4 Reasons Why my Children Don’t “Look” Like They Have Special Needs
1. Kids With Special Needs Don’t Necessarily Look Different
Just because a child may have special needs doesn’t mean he or she will look any different than you or I. A lot of children with special needs look just like any other average, typical child. This is called an invisible disability. There are many many adults and children who have invisible disabilities, our job is to be more aware of this and to be compassionate and inclusive.
2. What You Don’t Know or See
My children may not look like they have special needs, but there are plenty of things that many people don’t know or see. People don’t see the behavior problems, the sensory problems, the constipation problems, the hours it takes at each meal to get my son to eat, the times where he has a meltdown because we can’t understand what he’s saying, and so much more. There are plenty of things that people can’t see, but they are all a part of his special needs.
For my daughter, there are also many things that people can’t see just by looking at her. She has a feeding tube that might not always be visible and no one sees the hours of time spent at multiple specialist’s offices. I get told a lot that she looks great and that they don’t understand why she needs a feeding tube. What isn’t understood is that the reason she looks great is because of the feeding tube. That feeding tube probably saved her life and continues to do so every day.
3. What Happens at Home
People think my children “look” or seem normal because they see my child for a short time. In that short time they may be doing great. We’ve had family members come spend a day with us in the past and they tell us nothing seems wrong with our kids. The point is that they are only seeing on single day in their lives, not seeing the whole overall picture.
My son has good days and bad days. Some days he does great, other days are very hard for him. Home is a safe place for him so the majority of the behavior and other problems he has happen at home. So just because you may see my child out and about for 10 or 20 minutes of that day and they look fine, doesn’t mean that they don’t have special needs.
I saved this point for last because this is the most important to me and my family. We’ve been told that my son is a perfect example of a child who got early intervention. My son has been in therapy since he was 12 months old, my daughter started therapy at that the early age of three months old. They both have worked extremely hard to get to where they are today and to what you see as “normal.”
You don’t see my kids “looking” like they have special needs because of the early interventions, because of our advocacy for them, and because of the hours and hours of hard work they did in therapy. I look back and remember where my son was three years ago, and I am amazed at how far he has come. I look at my daughter and watch her improvement in walking, eating ,and sensory awareness each and every week in therapy and I am amazed.
When you see my kids, please know that they “look” normal because instead of playing with friends they were in therapy. Because we advocated for them and spent hours dealing with doctors and insurance companies so they could be where they are today. Instead of going on playdates or hanging out with other moms I was working with our kids at home and taking them to therapy. Special needs parents sacrifice so much and my kids are an example of that.
My kids may “look” normal, but when I look back to see where they were, I am so grateful. I am so proud of my kids and so proud of how far they have come. The next time you see a special needs child that doesn’t “look” like they have special needs, I hope you remember that the reason for that is because of how far they have come and because of all the hard work it has taken to get that point.

Entries provided
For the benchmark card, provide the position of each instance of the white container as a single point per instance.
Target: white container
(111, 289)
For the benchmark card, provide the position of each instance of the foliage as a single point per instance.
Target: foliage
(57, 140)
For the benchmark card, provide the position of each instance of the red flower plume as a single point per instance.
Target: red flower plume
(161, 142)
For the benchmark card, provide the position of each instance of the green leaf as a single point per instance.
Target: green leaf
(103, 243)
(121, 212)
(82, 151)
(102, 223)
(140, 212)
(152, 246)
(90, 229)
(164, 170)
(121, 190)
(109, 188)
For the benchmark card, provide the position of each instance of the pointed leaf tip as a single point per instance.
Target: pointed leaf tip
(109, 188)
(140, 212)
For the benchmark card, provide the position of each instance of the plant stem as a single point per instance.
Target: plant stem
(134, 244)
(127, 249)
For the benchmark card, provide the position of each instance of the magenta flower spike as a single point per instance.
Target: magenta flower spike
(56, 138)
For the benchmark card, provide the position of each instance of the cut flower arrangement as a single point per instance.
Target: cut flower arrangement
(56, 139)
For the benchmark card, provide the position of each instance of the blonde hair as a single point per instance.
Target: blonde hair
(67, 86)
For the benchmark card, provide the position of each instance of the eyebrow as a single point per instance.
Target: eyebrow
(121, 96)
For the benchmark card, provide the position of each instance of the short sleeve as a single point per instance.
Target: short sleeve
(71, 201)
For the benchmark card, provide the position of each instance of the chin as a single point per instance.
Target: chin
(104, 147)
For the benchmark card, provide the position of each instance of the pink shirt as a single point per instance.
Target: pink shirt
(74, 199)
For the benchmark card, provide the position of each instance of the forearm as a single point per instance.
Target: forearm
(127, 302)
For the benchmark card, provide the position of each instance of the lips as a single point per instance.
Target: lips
---
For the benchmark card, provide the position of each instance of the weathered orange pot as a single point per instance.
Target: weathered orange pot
--
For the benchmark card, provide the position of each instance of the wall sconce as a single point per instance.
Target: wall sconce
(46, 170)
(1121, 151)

Your objective
In the text about children who don't "look" like they have special needs, at what age did the daughter start therapy?

Reply to the exercise
She started therapy at three months old.